Segment Start: Text for analysis

The bomb, a 7,600-pound Mark 15, which has been described as a hundred times more powerful than the one dropped on Hiroshima, was intentionally jettisoned from a B-47 bomber after a midair collision with a jet fighter.

An intensive 90-day search conducted at the time failed to turn up any sign of the bomb, which has been officially listed as "irretrievably lost." Air Force officials have said that the bomb does not carry the plutonium needed for a nuclear blast but that it does carry 400 pounds of explosives.

Air Force officials said the current investigation will cover the area where a private group headed by Derek Duke, a retired Air Force pilot who lives nearby, recently detected high radiation in a football-field-size area in shallow water 12 miles east of Savannah.

But the officials said they were not searching for the bomb and instead were trying to verify the high radiation readings and determine whether they came from a natural source or from contamination and whether the contamination was caused by the missing bomb.

The investigation was undertaken "so that we can ensure the safety of the people of Savannah and Georgia is maintained," said Billy W. Mullins, an Air Force nuclear weapons adviser who headed up Thursday's investigation. "That has always been our priority."

Duke, who located the area using coordinates provided by the retired pilot of the B-47 bomber that jettisoned the bomb said he would not have given his information to government officials and urged them to undertake the current investigation "if I was not fairly certain" the bomb has been found.

During the past four years, Duke has repeatedly urged the government to conduct another search for the bomb to determine if it poses a danger to the Southeast coast.

Duke and several members of his private search team, including radiation detection expert Joe Eddlemon, who took the measurements the government is attempting to verify, went with the Air Force team Thursday.

Eddlemon, owner of Pulcir Inc. in Oak Ridge, Tenn., was previously employed at the nuclear facility there. He said his readings reflected 3,000 times the normal radiation around the spot where Duke believes the bomb is buried.

Segment End: Text for analysis

Before the records, restate the part of the text on the lost bomb off Savannah starting at "An intensive 90-day" and ending at "east of Savannah.", word for word.

Segment Start: Information given

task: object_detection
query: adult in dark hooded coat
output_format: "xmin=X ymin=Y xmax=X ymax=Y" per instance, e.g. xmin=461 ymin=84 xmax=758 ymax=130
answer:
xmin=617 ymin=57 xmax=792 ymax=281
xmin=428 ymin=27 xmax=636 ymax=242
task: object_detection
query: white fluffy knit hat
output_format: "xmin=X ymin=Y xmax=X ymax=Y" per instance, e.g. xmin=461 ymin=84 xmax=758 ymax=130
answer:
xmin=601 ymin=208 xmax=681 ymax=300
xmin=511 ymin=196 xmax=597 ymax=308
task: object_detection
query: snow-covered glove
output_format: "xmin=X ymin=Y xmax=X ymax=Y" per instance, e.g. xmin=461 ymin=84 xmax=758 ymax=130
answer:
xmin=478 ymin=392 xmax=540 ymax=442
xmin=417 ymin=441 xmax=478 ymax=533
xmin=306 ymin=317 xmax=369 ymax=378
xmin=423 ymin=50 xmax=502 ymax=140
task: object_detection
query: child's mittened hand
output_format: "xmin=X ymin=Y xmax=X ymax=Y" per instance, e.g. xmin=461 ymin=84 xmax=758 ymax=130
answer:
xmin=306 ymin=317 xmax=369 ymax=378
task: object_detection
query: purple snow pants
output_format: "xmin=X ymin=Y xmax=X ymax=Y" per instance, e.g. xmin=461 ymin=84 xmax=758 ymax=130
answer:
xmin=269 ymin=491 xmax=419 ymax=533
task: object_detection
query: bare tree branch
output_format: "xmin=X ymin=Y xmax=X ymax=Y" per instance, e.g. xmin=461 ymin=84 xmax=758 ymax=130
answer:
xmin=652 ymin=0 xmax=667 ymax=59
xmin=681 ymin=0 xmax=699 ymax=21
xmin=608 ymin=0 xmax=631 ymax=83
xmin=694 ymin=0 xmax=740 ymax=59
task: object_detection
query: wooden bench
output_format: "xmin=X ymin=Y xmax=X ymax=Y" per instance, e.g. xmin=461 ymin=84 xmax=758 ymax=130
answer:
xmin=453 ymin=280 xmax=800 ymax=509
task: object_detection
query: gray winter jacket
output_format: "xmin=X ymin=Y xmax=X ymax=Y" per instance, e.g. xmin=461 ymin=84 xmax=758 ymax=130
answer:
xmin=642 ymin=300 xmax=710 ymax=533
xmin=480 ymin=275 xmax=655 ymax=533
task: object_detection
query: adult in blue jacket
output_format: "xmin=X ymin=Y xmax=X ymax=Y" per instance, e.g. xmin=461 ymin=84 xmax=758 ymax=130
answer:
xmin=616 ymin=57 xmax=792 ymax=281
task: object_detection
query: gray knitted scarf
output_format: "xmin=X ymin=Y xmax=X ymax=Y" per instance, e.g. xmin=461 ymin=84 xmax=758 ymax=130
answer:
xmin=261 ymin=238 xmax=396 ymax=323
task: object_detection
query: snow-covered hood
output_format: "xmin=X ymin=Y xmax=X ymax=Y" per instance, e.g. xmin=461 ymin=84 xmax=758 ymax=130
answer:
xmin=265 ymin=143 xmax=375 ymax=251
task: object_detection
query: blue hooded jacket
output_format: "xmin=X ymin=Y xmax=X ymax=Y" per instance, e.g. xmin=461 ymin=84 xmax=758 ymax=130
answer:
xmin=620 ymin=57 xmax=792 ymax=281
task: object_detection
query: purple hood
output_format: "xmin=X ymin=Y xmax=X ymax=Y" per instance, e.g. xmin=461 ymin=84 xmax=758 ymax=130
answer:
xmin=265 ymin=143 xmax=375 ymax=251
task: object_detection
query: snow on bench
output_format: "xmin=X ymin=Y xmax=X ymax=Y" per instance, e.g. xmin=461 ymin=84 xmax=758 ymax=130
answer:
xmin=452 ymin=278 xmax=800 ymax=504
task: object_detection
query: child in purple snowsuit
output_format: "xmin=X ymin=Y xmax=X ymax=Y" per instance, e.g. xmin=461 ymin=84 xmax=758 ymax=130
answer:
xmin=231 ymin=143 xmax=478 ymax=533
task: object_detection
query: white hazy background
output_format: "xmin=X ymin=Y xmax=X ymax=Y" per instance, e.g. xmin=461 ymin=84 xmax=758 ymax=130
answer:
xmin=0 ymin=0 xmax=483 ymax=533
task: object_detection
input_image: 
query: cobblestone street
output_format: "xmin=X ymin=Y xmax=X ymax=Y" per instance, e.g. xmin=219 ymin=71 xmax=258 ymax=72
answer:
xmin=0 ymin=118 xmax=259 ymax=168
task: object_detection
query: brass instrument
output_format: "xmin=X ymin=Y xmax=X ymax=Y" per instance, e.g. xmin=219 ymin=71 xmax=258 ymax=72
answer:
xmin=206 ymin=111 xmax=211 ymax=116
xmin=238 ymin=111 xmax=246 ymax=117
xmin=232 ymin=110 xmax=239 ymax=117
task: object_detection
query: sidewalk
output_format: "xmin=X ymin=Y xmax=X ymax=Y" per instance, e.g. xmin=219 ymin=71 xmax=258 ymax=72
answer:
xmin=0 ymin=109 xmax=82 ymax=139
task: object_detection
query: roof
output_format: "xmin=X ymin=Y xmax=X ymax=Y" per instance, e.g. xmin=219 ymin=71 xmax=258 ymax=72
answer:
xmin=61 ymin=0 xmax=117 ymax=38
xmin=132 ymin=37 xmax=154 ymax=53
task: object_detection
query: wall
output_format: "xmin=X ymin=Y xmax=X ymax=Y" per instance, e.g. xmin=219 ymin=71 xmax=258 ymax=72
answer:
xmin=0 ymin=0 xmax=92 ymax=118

Segment End: Information given

[Answer]:
An intensive 90-day search conducted at the time failed to turn up any sign of the bomb, which has been officially listed as "irretrievably lost." Air Force officials have said that the bomb does not carry the plutonium needed for a nuclear blast but that it does carry 400 pounds of explosives.

Air Force officials said the current investigation will cover the area where a private group headed by Derek Duke, a retired Air Force pilot who lives nearby, recently detected high radiation in a football-field-size area in shallow water 12 miles east of Savannah.